Dataset records:
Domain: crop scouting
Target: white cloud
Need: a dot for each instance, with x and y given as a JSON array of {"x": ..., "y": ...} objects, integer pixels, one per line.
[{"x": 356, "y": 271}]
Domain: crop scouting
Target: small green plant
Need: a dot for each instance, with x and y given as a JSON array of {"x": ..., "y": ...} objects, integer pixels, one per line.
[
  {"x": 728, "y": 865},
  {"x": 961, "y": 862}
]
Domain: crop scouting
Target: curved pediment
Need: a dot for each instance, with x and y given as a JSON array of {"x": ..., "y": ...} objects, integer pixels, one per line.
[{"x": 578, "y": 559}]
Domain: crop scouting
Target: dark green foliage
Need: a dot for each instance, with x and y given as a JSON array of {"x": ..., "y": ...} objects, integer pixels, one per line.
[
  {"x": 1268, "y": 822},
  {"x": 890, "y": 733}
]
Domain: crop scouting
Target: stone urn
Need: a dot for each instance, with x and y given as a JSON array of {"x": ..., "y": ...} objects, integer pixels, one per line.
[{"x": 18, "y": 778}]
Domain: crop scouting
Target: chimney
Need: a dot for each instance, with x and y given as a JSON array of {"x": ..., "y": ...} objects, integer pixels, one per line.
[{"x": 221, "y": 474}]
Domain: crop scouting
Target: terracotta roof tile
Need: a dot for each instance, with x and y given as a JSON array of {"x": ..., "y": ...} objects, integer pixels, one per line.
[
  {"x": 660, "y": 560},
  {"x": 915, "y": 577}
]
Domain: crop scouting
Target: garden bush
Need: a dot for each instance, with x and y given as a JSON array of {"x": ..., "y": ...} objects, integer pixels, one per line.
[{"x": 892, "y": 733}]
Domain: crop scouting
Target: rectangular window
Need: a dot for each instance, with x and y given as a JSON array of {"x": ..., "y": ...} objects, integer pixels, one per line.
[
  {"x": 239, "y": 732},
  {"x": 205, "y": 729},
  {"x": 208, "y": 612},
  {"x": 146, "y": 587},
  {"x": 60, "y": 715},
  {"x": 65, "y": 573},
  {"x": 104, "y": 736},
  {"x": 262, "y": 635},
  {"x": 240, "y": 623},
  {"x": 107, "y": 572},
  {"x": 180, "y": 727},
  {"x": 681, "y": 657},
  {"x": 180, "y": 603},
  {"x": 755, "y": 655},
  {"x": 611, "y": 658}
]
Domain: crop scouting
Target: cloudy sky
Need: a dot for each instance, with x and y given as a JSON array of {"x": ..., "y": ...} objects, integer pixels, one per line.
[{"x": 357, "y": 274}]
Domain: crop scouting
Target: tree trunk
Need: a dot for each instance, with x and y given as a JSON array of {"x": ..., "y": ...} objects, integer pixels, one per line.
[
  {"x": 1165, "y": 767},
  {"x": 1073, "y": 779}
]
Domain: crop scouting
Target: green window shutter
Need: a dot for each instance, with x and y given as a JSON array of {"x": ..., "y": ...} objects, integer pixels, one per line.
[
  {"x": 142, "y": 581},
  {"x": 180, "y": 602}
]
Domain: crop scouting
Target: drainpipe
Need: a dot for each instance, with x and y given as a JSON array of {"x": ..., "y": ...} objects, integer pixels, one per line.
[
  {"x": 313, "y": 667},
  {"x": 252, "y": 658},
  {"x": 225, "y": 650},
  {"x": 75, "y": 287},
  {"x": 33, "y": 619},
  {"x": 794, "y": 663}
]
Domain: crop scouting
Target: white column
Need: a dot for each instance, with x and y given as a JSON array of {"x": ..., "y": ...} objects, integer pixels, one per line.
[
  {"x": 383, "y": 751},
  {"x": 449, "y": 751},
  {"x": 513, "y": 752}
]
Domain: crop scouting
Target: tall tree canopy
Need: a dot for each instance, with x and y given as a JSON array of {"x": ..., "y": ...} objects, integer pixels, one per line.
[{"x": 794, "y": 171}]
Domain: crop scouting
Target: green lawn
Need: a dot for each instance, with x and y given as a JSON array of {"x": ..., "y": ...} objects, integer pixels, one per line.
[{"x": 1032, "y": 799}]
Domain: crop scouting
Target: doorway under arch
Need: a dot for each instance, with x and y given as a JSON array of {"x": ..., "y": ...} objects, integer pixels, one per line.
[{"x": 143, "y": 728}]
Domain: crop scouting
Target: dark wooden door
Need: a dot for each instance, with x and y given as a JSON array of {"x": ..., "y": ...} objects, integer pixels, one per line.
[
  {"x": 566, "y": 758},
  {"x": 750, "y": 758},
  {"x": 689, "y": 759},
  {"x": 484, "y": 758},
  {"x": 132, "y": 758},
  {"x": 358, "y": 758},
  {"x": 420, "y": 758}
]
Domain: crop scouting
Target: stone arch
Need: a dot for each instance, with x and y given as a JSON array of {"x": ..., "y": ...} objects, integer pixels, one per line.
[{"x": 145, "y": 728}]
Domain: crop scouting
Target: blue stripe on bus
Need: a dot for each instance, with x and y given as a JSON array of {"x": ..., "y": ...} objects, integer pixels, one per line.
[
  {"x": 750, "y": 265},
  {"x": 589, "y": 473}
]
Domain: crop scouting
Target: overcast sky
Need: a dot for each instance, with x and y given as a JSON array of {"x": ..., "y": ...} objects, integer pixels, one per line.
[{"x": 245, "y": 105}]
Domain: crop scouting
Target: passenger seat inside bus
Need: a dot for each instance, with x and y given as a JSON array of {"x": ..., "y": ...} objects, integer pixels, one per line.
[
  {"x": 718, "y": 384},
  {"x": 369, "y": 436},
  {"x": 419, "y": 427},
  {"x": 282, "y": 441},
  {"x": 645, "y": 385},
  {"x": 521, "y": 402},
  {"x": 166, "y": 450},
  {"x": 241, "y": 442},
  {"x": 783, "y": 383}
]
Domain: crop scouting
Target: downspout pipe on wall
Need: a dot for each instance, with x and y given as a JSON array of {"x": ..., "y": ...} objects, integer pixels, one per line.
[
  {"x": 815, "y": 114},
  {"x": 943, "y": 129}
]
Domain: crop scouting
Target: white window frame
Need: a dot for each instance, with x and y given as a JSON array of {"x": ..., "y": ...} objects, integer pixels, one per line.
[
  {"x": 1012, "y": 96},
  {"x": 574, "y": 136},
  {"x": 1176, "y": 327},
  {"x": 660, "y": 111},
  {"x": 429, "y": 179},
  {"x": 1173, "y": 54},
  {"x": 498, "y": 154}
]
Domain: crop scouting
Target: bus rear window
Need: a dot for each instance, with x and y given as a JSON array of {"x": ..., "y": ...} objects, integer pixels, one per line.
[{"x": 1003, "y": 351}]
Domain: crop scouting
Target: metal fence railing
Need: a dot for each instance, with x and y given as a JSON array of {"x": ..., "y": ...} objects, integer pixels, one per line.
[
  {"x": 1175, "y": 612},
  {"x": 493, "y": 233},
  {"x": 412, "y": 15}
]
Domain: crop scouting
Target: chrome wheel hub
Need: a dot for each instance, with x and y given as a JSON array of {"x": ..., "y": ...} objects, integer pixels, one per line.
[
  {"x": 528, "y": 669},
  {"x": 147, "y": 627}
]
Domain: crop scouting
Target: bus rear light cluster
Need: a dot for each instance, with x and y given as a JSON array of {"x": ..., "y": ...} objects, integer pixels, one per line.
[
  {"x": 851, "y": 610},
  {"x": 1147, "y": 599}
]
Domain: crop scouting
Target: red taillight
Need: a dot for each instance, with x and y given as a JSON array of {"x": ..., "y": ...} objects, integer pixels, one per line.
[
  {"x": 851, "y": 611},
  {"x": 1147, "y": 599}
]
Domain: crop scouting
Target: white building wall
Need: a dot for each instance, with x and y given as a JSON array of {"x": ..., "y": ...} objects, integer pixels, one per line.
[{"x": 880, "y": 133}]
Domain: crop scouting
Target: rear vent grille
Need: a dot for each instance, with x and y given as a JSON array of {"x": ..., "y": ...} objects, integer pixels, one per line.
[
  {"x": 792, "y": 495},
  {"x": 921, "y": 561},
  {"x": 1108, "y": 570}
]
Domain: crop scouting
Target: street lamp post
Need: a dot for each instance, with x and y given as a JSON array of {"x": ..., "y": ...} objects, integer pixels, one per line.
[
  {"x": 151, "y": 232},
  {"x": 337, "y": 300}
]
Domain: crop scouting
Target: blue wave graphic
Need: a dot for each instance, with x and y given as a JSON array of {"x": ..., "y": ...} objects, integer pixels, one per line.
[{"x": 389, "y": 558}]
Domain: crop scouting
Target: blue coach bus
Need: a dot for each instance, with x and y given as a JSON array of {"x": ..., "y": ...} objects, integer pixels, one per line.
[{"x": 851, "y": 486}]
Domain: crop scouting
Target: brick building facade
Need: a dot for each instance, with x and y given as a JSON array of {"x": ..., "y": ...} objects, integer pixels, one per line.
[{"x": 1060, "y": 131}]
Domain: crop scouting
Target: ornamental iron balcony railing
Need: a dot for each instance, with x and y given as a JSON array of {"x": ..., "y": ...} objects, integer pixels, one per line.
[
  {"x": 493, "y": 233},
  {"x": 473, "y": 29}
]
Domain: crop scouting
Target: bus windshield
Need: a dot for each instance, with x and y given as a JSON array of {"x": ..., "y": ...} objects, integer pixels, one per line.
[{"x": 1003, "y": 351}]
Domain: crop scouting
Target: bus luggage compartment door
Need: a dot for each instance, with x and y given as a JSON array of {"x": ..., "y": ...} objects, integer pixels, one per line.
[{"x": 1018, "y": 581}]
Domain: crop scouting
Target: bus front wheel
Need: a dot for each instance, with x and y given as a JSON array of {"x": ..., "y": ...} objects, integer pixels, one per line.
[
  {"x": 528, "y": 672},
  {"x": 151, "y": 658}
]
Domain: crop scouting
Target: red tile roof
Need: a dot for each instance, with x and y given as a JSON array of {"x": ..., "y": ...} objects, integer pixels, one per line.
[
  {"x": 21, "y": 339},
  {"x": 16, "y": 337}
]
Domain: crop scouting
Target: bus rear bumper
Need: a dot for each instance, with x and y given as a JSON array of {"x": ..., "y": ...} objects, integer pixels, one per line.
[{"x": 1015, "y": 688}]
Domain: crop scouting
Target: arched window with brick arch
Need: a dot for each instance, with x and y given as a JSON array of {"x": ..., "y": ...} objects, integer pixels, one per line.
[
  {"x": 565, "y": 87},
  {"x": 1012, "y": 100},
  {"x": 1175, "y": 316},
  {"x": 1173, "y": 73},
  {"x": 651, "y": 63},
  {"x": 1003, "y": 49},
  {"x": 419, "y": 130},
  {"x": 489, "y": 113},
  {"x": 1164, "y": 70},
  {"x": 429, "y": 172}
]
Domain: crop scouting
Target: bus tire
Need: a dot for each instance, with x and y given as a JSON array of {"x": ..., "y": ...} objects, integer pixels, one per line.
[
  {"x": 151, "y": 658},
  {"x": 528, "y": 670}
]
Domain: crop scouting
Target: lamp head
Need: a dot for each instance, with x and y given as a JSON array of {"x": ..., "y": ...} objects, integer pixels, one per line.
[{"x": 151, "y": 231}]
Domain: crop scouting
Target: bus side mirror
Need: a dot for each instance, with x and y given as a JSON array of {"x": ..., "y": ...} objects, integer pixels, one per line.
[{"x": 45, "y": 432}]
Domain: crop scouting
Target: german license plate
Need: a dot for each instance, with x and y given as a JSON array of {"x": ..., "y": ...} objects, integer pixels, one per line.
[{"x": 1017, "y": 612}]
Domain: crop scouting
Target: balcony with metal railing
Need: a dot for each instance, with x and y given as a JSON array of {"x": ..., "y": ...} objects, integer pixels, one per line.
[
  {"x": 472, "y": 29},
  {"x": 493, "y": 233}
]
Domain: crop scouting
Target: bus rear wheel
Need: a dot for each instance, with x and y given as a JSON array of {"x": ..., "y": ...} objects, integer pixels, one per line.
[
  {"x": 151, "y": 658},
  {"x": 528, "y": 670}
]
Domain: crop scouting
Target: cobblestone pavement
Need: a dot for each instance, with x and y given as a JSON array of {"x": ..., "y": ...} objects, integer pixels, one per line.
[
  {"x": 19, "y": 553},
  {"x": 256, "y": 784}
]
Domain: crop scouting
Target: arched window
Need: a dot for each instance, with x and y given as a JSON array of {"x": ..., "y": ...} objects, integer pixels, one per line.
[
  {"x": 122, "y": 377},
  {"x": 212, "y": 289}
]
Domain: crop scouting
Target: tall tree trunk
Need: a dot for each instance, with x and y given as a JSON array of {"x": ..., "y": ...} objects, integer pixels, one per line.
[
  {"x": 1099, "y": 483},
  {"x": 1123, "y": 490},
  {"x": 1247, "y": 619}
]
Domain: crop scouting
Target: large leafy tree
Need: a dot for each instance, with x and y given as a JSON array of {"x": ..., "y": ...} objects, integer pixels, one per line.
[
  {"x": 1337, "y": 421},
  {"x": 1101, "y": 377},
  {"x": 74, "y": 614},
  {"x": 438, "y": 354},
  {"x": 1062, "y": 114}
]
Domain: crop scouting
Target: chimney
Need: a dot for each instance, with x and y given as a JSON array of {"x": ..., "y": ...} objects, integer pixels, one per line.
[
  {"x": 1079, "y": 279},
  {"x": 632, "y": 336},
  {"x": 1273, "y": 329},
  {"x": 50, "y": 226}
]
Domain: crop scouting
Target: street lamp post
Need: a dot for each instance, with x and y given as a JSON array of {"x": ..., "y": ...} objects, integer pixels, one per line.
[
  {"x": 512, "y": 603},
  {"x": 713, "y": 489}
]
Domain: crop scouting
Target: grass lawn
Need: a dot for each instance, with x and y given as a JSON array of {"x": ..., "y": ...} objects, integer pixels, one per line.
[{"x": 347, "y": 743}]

Exercise directions:
Find every line of the listing above that contains the string "dark" and copy each one out. Match case exactly.

Exercise answer:
Target: dark green foliage
Target: dark wooden door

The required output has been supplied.